**TASK TO CARRY OUT:** Tally the lines in the data below that contain the string "logo", treating uppercase and lowercase as different, and reply with only that number.
┌─ DATA SHOWN
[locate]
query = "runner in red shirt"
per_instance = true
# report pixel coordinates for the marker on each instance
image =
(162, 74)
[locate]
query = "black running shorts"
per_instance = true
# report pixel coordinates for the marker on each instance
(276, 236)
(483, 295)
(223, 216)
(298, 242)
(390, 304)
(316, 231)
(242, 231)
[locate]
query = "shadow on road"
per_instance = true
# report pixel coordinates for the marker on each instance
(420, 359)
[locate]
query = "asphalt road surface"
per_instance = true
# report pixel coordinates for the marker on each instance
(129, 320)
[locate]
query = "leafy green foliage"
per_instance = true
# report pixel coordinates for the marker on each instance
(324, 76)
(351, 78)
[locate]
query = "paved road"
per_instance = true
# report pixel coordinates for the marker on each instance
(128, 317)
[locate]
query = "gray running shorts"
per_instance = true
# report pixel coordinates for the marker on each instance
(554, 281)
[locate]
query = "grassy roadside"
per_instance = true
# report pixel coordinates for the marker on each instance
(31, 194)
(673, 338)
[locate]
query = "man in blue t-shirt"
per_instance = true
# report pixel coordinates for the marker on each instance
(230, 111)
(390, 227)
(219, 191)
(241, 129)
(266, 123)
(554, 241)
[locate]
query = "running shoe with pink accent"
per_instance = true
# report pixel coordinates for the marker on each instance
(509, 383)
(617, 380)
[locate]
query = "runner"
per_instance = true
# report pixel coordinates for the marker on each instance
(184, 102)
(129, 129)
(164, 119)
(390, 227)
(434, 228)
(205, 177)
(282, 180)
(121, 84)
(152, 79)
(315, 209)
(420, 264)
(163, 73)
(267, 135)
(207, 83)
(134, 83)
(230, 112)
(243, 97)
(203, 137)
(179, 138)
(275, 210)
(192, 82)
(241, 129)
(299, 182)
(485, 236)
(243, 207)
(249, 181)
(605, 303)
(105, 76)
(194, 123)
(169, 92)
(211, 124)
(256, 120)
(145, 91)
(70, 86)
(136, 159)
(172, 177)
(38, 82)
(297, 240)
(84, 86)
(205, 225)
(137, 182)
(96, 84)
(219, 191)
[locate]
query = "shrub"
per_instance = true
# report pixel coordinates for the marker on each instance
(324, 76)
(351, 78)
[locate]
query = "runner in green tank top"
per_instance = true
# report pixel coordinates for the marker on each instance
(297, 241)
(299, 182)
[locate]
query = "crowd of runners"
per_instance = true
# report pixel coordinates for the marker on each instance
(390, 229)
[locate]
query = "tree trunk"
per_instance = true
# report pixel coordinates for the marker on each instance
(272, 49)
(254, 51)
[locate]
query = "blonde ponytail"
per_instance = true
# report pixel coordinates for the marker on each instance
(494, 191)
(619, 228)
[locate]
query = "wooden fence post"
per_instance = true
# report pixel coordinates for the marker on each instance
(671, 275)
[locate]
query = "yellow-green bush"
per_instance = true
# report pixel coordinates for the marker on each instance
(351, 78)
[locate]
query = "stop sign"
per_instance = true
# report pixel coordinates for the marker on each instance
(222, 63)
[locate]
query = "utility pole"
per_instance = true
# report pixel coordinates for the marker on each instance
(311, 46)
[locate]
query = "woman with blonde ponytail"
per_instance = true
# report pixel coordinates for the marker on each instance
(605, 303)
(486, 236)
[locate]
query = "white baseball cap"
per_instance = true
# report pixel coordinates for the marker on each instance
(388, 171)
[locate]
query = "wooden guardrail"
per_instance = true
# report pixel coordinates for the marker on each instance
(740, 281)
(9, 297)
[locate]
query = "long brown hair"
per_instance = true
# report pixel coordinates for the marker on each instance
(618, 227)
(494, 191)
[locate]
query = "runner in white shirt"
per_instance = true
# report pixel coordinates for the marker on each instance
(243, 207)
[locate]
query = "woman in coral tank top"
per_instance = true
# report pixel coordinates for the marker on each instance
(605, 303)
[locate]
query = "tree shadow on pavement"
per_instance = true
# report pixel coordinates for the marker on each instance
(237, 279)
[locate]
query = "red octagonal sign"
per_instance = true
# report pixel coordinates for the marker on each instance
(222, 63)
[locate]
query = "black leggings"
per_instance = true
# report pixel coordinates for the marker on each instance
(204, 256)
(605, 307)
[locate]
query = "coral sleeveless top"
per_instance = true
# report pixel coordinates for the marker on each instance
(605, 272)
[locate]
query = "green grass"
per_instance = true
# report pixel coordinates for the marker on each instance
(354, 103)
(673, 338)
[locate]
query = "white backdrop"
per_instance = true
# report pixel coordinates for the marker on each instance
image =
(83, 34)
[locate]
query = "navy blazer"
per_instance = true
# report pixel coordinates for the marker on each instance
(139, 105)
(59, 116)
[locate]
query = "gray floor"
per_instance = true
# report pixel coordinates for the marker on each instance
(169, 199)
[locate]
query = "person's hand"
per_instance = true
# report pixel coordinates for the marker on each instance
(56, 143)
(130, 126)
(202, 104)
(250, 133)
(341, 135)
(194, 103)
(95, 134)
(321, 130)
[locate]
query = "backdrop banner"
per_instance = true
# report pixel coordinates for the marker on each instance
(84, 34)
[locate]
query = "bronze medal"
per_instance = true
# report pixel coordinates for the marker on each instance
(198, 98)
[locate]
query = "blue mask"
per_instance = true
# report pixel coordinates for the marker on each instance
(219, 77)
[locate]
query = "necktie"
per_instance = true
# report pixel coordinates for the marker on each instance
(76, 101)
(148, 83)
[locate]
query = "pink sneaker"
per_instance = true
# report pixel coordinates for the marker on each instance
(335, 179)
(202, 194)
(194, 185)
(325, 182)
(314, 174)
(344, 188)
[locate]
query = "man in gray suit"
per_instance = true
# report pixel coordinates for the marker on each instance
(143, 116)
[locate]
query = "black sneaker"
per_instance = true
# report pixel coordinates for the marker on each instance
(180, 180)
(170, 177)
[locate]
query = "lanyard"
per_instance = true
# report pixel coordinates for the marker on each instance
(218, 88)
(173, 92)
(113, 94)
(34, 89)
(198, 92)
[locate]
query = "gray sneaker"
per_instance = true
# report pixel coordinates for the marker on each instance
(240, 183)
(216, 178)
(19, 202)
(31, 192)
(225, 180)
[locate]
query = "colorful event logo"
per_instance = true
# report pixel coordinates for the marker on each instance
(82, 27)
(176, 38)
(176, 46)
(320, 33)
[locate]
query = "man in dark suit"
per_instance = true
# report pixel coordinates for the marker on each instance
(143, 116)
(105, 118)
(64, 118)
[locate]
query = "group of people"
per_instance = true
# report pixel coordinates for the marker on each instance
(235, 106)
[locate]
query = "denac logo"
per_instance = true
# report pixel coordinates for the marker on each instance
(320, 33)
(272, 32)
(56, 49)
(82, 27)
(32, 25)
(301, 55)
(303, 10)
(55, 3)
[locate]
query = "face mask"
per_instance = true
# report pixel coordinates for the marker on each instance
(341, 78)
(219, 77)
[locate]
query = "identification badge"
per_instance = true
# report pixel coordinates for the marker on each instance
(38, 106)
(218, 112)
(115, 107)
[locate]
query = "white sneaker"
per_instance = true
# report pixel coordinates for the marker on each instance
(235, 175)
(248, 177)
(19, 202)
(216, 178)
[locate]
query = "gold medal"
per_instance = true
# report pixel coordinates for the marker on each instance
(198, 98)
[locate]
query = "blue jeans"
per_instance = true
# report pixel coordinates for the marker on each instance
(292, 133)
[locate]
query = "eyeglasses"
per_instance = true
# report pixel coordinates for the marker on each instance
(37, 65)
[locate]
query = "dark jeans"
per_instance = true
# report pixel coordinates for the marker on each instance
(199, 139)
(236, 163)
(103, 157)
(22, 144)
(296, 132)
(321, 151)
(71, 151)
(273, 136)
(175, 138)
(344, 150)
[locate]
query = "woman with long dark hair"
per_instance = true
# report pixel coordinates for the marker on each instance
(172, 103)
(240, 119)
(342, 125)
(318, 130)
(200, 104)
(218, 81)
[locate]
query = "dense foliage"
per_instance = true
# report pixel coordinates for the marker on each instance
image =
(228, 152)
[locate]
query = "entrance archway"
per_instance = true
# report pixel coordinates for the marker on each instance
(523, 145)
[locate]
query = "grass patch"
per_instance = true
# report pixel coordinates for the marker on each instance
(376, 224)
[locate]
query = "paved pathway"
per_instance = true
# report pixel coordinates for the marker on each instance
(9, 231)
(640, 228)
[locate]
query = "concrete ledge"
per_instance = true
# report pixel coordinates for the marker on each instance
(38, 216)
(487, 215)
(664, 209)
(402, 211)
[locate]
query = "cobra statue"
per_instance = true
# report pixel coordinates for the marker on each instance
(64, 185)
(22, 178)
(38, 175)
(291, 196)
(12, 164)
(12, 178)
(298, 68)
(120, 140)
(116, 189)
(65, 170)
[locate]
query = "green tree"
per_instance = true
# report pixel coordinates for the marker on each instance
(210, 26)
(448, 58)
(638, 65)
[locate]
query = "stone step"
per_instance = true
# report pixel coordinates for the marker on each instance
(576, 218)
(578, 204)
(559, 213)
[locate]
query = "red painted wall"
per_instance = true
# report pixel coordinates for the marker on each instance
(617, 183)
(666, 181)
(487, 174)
└─
**REPLY TO THE EXERCISE:** 2